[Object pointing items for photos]
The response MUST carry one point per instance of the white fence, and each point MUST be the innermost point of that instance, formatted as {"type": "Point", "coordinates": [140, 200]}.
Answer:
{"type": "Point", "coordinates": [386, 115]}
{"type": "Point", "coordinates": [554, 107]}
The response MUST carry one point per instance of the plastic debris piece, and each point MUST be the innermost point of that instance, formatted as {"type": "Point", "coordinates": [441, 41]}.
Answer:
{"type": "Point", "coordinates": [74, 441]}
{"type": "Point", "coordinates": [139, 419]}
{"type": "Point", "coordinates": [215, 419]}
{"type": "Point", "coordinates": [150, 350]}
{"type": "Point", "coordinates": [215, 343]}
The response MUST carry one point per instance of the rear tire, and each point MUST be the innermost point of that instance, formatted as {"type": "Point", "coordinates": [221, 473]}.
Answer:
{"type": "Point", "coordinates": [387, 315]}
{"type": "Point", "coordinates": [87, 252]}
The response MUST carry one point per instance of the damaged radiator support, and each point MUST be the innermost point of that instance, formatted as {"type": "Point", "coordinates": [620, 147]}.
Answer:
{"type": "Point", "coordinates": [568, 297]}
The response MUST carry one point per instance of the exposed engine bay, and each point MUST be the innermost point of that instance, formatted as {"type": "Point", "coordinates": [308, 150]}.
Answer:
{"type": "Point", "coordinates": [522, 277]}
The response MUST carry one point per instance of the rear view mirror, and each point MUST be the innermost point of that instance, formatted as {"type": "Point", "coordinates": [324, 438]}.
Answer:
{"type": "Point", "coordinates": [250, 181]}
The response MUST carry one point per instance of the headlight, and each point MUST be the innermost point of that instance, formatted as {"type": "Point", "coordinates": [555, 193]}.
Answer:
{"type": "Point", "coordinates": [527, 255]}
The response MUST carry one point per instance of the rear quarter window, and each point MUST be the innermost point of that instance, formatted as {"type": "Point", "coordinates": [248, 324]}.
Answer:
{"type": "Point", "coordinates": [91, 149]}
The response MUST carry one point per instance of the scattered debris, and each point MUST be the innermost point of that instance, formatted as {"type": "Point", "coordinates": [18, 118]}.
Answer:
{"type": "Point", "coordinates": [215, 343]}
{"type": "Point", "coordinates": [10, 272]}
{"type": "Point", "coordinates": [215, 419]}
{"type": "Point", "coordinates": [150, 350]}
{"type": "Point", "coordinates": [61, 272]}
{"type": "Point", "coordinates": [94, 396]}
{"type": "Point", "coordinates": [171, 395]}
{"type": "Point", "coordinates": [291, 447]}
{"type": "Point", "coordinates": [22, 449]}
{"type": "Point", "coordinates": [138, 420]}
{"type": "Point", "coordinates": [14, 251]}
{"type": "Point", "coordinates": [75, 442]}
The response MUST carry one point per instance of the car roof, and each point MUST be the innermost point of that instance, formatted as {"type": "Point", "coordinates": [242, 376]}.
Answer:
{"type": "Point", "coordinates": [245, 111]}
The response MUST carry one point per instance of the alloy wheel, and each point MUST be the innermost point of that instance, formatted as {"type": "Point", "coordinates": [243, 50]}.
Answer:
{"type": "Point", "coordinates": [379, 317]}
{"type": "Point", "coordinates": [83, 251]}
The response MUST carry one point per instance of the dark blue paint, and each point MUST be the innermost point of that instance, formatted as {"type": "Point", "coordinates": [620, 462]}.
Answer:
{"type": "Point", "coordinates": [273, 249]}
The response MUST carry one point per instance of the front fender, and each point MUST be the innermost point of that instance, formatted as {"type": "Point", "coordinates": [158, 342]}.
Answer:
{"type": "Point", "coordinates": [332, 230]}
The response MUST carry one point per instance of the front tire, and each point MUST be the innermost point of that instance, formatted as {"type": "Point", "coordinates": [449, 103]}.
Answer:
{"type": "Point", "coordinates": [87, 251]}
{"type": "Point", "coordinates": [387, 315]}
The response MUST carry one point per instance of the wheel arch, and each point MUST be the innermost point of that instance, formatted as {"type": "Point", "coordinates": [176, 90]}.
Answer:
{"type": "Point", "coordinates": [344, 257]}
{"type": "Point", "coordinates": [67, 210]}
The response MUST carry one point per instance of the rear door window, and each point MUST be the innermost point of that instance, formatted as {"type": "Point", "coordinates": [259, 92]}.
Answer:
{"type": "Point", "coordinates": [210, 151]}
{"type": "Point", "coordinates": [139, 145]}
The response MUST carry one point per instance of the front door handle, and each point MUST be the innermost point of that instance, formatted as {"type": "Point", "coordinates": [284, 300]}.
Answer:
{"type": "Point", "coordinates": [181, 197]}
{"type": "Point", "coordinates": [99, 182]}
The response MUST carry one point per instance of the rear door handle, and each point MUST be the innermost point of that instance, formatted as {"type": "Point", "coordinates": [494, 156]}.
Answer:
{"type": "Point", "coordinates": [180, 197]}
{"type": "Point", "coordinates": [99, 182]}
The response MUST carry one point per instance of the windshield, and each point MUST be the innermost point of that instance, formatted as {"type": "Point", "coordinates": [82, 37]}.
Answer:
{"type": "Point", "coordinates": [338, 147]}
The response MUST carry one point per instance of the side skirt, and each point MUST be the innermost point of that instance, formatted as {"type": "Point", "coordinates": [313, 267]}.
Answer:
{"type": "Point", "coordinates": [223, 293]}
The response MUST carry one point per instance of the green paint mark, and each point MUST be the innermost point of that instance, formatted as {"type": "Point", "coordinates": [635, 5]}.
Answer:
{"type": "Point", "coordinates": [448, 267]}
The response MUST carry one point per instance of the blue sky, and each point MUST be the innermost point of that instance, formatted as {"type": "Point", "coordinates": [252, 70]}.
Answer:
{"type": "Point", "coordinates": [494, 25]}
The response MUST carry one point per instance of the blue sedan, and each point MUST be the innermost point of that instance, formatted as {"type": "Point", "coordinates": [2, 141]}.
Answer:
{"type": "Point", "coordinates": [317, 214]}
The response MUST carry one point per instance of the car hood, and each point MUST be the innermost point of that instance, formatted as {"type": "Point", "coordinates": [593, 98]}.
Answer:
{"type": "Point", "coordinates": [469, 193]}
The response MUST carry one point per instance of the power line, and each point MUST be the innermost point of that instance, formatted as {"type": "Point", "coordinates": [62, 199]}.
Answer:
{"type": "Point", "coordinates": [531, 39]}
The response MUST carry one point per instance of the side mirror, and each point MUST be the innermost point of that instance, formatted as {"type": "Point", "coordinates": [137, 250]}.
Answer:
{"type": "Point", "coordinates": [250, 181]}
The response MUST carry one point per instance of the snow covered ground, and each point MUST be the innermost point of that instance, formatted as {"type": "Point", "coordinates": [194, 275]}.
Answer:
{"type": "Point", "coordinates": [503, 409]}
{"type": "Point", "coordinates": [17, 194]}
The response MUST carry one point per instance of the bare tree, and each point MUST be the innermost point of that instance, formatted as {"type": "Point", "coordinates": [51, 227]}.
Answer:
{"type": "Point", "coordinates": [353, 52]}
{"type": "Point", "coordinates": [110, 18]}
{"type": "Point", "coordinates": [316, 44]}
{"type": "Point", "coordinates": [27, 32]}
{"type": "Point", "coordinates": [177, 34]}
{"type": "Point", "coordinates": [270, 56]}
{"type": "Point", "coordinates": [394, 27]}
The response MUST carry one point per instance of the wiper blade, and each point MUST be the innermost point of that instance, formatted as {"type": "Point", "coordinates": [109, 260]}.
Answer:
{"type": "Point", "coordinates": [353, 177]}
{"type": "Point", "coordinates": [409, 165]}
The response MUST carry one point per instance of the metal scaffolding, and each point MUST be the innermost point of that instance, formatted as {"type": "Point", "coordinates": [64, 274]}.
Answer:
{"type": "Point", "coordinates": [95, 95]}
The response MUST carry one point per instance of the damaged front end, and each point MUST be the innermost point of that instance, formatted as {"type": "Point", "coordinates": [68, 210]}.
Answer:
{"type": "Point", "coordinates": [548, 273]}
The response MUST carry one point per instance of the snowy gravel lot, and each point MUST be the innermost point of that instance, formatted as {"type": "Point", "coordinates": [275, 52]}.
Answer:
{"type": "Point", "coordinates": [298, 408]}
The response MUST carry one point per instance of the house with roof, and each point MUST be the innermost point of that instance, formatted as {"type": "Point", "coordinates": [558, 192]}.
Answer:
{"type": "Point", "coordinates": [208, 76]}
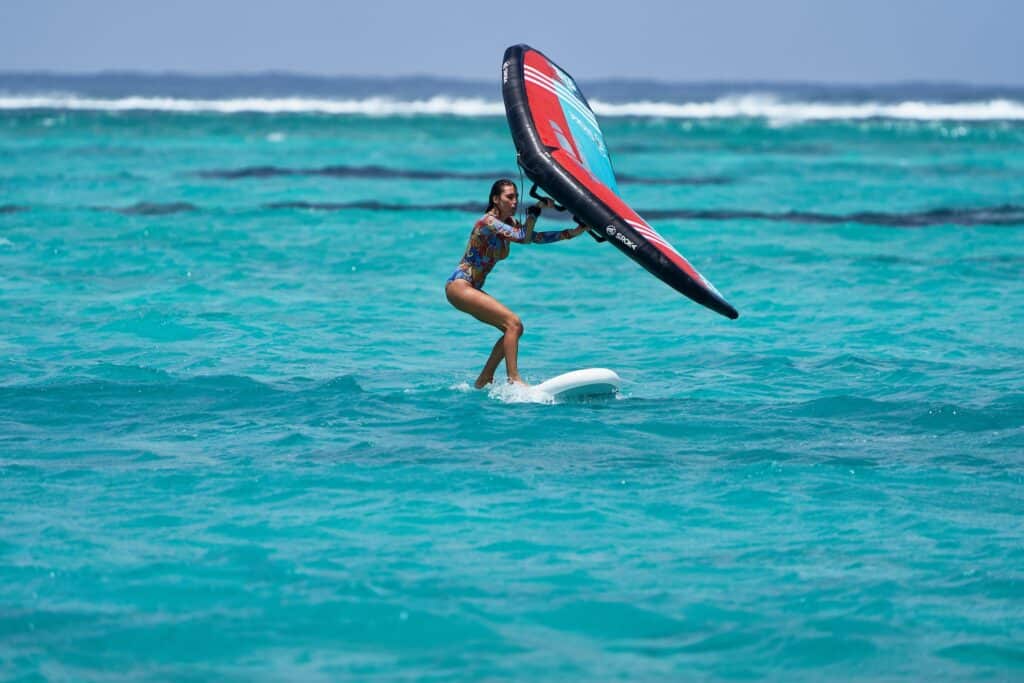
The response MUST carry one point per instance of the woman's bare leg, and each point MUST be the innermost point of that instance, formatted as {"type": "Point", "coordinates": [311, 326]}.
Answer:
{"type": "Point", "coordinates": [487, 309]}
{"type": "Point", "coordinates": [496, 357]}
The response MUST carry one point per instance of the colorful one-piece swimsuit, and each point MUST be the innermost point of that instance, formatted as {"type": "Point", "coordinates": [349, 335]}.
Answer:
{"type": "Point", "coordinates": [488, 243]}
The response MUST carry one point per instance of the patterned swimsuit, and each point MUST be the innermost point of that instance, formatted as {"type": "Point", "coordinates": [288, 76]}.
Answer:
{"type": "Point", "coordinates": [488, 243]}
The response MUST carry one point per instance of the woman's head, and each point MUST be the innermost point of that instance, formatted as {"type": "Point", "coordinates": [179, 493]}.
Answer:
{"type": "Point", "coordinates": [504, 197]}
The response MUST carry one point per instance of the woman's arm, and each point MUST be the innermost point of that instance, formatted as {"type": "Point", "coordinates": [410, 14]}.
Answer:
{"type": "Point", "coordinates": [548, 238]}
{"type": "Point", "coordinates": [510, 232]}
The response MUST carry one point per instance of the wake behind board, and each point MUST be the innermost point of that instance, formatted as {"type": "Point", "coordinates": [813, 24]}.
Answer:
{"type": "Point", "coordinates": [590, 382]}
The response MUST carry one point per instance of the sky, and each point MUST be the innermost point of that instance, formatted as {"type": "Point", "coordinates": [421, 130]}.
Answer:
{"type": "Point", "coordinates": [828, 41]}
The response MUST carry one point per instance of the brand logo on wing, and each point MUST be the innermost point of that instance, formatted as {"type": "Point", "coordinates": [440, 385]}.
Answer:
{"type": "Point", "coordinates": [612, 232]}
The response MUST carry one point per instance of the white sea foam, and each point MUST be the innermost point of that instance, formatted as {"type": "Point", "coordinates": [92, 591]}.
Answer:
{"type": "Point", "coordinates": [517, 393]}
{"type": "Point", "coordinates": [752, 105]}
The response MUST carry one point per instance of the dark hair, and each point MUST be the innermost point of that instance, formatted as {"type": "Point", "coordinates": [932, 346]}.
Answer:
{"type": "Point", "coordinates": [497, 189]}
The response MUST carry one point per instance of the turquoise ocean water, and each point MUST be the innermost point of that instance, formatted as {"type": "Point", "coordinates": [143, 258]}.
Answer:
{"type": "Point", "coordinates": [238, 439]}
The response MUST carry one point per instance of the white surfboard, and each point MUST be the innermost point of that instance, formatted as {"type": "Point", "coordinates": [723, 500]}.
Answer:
{"type": "Point", "coordinates": [582, 383]}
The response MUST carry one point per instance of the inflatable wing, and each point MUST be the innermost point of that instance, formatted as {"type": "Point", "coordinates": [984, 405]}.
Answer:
{"type": "Point", "coordinates": [561, 148]}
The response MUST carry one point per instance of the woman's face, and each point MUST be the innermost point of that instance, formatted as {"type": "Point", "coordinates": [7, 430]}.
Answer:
{"type": "Point", "coordinates": [507, 200]}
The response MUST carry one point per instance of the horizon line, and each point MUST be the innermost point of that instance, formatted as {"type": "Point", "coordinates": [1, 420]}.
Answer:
{"type": "Point", "coordinates": [486, 82]}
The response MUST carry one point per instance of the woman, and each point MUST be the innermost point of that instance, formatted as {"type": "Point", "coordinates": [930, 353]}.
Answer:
{"type": "Point", "coordinates": [488, 243]}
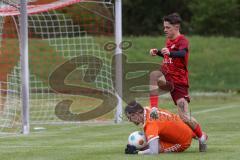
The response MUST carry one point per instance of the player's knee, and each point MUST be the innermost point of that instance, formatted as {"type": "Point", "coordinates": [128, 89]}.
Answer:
{"type": "Point", "coordinates": [184, 117]}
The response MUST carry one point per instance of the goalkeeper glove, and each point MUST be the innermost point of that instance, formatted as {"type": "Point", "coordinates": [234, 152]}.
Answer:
{"type": "Point", "coordinates": [130, 149]}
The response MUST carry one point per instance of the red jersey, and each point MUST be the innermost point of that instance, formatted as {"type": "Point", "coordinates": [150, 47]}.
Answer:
{"type": "Point", "coordinates": [177, 71]}
{"type": "Point", "coordinates": [169, 127]}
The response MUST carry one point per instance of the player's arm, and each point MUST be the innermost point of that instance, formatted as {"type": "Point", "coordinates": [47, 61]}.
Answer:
{"type": "Point", "coordinates": [154, 147]}
{"type": "Point", "coordinates": [175, 54]}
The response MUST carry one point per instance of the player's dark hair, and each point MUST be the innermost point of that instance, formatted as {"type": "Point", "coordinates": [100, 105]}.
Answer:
{"type": "Point", "coordinates": [173, 18]}
{"type": "Point", "coordinates": [133, 107]}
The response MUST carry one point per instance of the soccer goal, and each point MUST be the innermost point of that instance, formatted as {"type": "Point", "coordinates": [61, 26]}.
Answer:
{"type": "Point", "coordinates": [70, 63]}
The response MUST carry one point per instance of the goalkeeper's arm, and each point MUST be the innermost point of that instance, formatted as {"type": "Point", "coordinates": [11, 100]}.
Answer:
{"type": "Point", "coordinates": [153, 148]}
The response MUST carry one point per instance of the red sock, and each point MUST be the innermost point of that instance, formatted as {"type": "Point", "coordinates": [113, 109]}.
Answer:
{"type": "Point", "coordinates": [198, 131]}
{"type": "Point", "coordinates": [154, 101]}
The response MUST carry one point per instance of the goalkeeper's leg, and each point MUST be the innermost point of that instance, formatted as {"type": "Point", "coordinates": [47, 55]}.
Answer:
{"type": "Point", "coordinates": [192, 123]}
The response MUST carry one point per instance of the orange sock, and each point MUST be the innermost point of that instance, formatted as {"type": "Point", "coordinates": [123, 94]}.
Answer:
{"type": "Point", "coordinates": [198, 131]}
{"type": "Point", "coordinates": [154, 101]}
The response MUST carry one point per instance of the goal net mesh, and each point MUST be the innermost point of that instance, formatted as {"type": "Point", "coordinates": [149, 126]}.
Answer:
{"type": "Point", "coordinates": [70, 69]}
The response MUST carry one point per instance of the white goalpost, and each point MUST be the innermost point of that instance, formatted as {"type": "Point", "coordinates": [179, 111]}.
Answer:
{"type": "Point", "coordinates": [70, 76]}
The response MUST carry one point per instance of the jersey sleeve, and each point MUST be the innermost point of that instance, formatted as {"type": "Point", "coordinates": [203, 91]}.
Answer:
{"type": "Point", "coordinates": [183, 44]}
{"type": "Point", "coordinates": [151, 131]}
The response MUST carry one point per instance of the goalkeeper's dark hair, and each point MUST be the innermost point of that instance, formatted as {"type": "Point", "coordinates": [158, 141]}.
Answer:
{"type": "Point", "coordinates": [173, 18]}
{"type": "Point", "coordinates": [133, 107]}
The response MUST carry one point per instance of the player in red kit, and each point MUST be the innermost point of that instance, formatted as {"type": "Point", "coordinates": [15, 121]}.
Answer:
{"type": "Point", "coordinates": [173, 74]}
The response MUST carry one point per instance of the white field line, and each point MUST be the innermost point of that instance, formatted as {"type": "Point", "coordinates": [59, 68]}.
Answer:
{"type": "Point", "coordinates": [216, 109]}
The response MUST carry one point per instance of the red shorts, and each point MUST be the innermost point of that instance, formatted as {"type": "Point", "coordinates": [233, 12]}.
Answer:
{"type": "Point", "coordinates": [180, 91]}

> [PROBLEM TO WORK ON]: Copy out everything from the line containing "the goal net" down to the end of the items, keeping every line unchanged.

> [REPLY TO THE TASK]:
The response MUST carry one point per instance of the goal net mesh, and each point MUST be the innermost point of that instance, formatted as {"type": "Point", "coordinates": [149, 126]}.
Answer:
{"type": "Point", "coordinates": [70, 69]}
The response MUST carry one point per instance of the white goalpost, and each point MUST be the innermost point of that instance, formatted as {"type": "Point", "coordinates": [179, 111]}.
Answer:
{"type": "Point", "coordinates": [70, 76]}
The response MUST carry one point per instance of the jersey sleeve, and each point MUST be the innermost point of that instance, formatted as {"type": "Point", "coordinates": [203, 91]}.
Answer:
{"type": "Point", "coordinates": [183, 44]}
{"type": "Point", "coordinates": [151, 131]}
The response MUST carry one point per instance of the goalkeeper's dark hair, and each point MUST be the innermost point of that instance, formatted as {"type": "Point", "coordinates": [158, 141]}.
Answer:
{"type": "Point", "coordinates": [173, 18]}
{"type": "Point", "coordinates": [133, 107]}
The response MUST carry one point per instance of the player in red kit, and each point MUST be the innermost point of that instance, formatted as {"type": "Point", "coordinates": [15, 121]}.
Answer:
{"type": "Point", "coordinates": [173, 74]}
The response MUST carry one point per instance of the white field line, and each point MUST be the innermost point of that instance, formatted as {"type": "Point", "coordinates": [59, 68]}.
Answer:
{"type": "Point", "coordinates": [216, 109]}
The response MUST carry one point per instance of the red shorts, and each point MUST be the innermost point of that instance, formatted as {"type": "Point", "coordinates": [233, 12]}.
Answer:
{"type": "Point", "coordinates": [180, 91]}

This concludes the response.